=== Section Start ===

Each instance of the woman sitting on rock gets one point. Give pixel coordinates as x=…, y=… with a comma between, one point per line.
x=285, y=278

=== Section End ===
=== Section Start ===

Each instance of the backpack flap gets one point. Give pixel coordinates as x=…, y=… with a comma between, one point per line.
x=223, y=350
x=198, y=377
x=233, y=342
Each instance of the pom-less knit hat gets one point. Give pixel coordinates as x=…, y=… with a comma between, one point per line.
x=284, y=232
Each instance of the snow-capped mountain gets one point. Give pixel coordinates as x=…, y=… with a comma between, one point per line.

=== Section End ===

ASSIGNMENT ▸ Above are the lines; repeat exactly the ones from the line containing "Each instance of the pom-less" down to the line containing "Each instance of the snow-capped", both inclusive.

RESPONSE AREA ▸
Each instance of the pom-less knit hat gets one point. Give pixel coordinates as x=…, y=… with a comma between, one point per line.
x=284, y=232
Each instance of the snow-capped mountain gets one point. Give pixel coordinates as x=…, y=… with a comma between, one point per line.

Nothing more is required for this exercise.